## 作業指示:
[a] 抜粋で話し手が「嬉しい」と述べている事柄を、すべて挙げてください。
[b] 抜粋のうち「お客様の疑問などに答えてあげ」から「それはとても嬉しいことです。」までを、一字一句そのまま書き写してください。

お客様の疑問などに答えてあげられたとき、お客さんの顔がぱっと明るくなる瞬間は良いですね。あと、お客様にお伝えした知識が、お客様のその後の旅行を豊かにできるということも嬉しいです。例えば、私がお寺をガイドをしたことで、そのお客様が次にお寺を見るときに見方が変わって来ると思うんですね。それから、最後にお別れのときにお客様に感謝されると、あ、満足してくれたんだな〜と感じて嬉しく思います。

― それは良いですね〜!リピーターのお客様などもいらっしゃるんですか?

そうですね、ガイドのリピーターというよりも、一度ガイドしたお客さんがまた日本に来ることになった時には、友達として「また会おう」と言われて会うことがあります。それはとても嬉しいことです。

位置指定とラベル付けの項目
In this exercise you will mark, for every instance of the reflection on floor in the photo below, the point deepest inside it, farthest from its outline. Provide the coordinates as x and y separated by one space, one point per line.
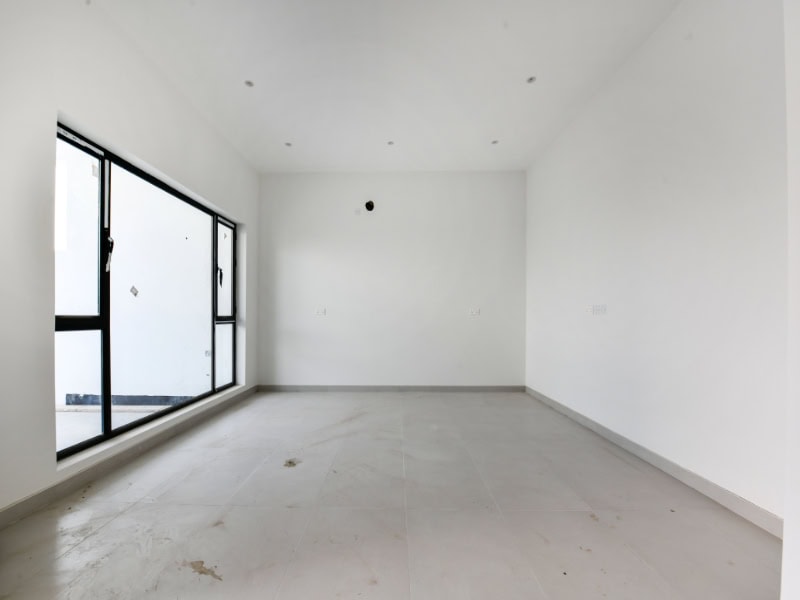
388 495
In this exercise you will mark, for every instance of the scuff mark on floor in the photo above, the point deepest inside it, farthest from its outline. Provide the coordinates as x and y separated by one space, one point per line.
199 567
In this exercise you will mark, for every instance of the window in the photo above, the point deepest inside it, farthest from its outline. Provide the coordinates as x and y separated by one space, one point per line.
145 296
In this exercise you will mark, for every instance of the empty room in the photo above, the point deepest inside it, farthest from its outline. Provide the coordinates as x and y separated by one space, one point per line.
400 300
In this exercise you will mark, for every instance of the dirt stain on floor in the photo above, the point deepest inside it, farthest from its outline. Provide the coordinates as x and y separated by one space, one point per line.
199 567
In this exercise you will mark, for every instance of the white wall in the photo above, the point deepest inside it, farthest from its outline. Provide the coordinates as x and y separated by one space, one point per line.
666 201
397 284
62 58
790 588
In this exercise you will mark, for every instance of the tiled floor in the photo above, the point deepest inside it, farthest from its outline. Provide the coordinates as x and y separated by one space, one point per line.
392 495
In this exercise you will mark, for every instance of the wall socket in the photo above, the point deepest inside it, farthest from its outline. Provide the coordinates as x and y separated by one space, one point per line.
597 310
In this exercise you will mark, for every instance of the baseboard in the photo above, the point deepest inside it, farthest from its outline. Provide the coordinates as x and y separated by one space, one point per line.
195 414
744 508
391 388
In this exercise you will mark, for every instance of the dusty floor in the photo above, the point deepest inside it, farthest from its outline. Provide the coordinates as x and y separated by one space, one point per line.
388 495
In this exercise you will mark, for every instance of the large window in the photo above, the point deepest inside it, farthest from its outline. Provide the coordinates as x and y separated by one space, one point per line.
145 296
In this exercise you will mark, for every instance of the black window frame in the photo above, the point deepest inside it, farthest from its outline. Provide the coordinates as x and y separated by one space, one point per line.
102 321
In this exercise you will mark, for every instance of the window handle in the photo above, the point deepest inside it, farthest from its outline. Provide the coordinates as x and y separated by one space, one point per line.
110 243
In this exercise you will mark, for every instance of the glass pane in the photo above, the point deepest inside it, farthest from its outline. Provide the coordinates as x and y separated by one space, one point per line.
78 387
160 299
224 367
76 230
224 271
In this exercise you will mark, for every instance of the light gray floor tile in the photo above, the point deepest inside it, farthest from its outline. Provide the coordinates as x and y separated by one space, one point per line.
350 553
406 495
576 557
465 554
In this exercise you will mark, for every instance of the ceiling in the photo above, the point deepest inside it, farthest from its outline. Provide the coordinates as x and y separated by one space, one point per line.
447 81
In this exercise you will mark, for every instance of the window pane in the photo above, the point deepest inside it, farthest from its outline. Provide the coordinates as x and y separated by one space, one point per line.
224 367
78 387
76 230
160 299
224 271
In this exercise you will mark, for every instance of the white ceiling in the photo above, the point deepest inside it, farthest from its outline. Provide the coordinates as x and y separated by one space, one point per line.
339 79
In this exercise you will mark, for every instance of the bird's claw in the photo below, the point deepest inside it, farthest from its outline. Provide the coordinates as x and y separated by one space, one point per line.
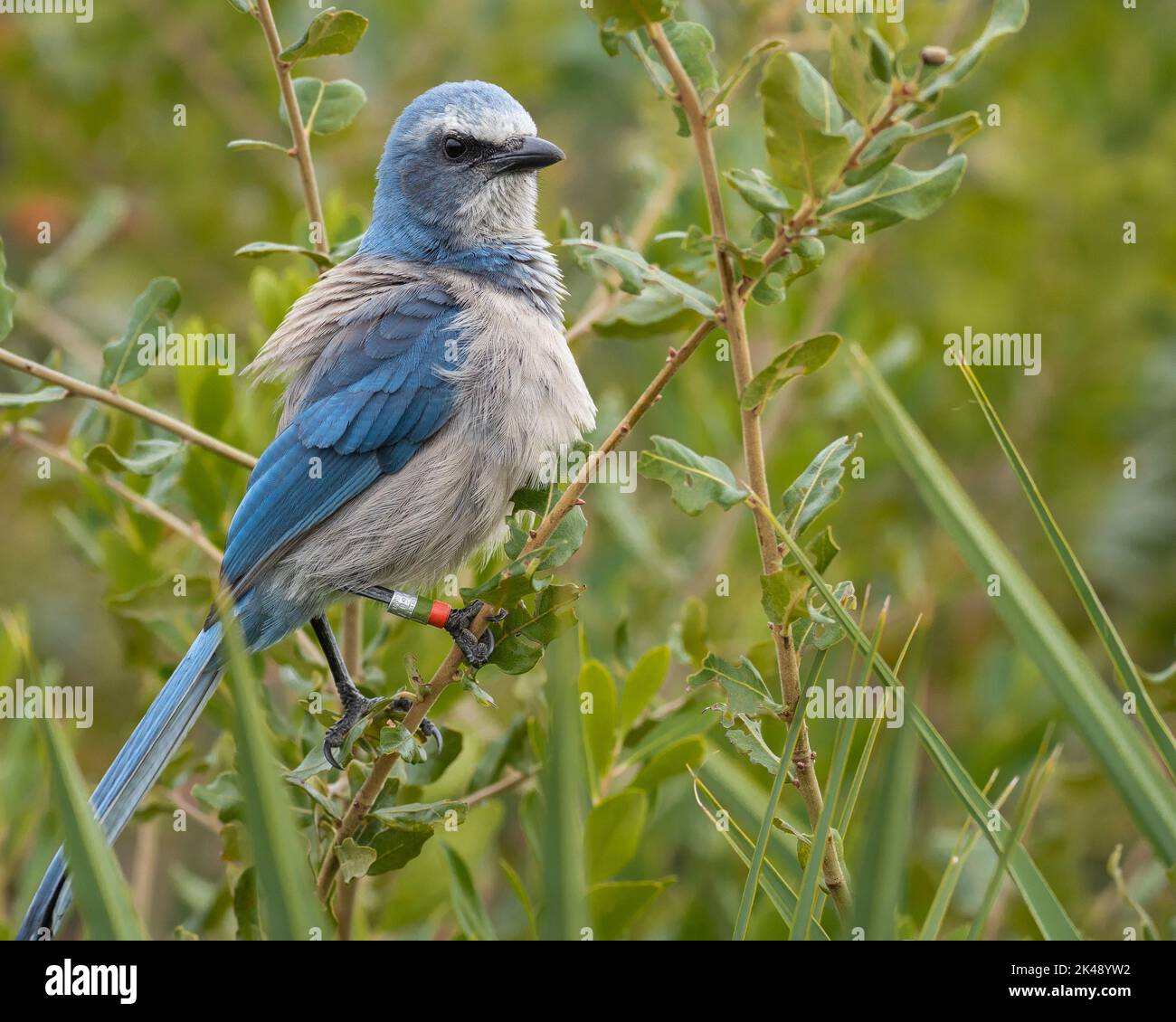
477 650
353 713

## 解答例:
[a]
・お客様に伝えた知識が、お客様のその後の旅行を豊かにできること
・最後のお別れのときにお客様に感謝されること
・一度ガイドしたお客さんがまた日本に来ることになった時に、友達として「また会おう」と言われて会うこと

[b]
お客様の疑問などに答えてあげられたとき、お客さんの顔がぱっと明るくなる瞬間は良いですね。あと、お客様にお伝えした知識が、お客様のその後の旅行を豊かにできるということも嬉しいです。例えば、私がお寺をガイドをしたことで、そのお客様が次にお寺を見るときに見方が変わって来ると思うんですね。それから、最後にお別れのときにお客様に感謝されると、あ、満足してくれたんだな〜と感じて嬉しく思います。

― それは良いですね〜!リピーターのお客様などもいらっしゃるんですか?

そうですね、ガイドのリピーターというよりも、一度ガイドしたお客さんがまた日本に来ることになった時には、友達として「また会おう」と言われて会うことがあります。それはとても嬉しいことです。